--- Begin MATERIAL SUPPLIED ---
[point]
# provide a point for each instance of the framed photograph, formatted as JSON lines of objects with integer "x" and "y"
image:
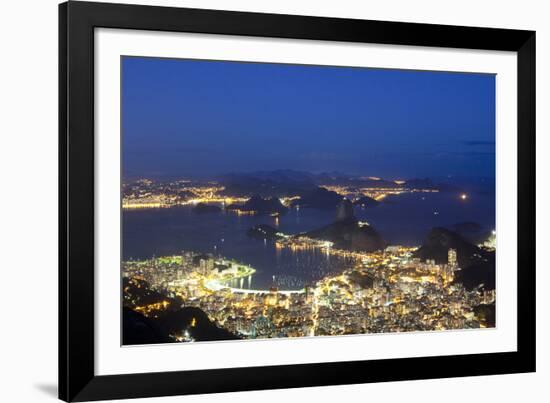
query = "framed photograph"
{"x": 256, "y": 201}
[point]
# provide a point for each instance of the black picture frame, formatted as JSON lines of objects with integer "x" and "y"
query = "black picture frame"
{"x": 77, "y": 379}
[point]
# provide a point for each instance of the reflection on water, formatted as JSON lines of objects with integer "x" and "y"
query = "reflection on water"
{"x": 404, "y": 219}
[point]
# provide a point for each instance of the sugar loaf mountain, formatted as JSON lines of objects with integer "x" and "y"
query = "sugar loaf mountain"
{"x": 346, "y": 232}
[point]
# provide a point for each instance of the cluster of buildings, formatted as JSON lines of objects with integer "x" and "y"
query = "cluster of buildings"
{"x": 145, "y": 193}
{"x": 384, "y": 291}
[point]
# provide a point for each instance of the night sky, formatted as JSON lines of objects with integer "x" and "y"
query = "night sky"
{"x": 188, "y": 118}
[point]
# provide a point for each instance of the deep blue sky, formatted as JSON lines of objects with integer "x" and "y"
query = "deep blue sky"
--- End MATERIAL SUPPLIED ---
__TASK PROMPT__: Gather every line from the items above that contains the word "cluster".

__RESPONSE BELOW__:
# provide a point for each instance of the cluster of buildings, formatted as JSON lines of objects with integer "x" and "y"
query = "cluster of buildings"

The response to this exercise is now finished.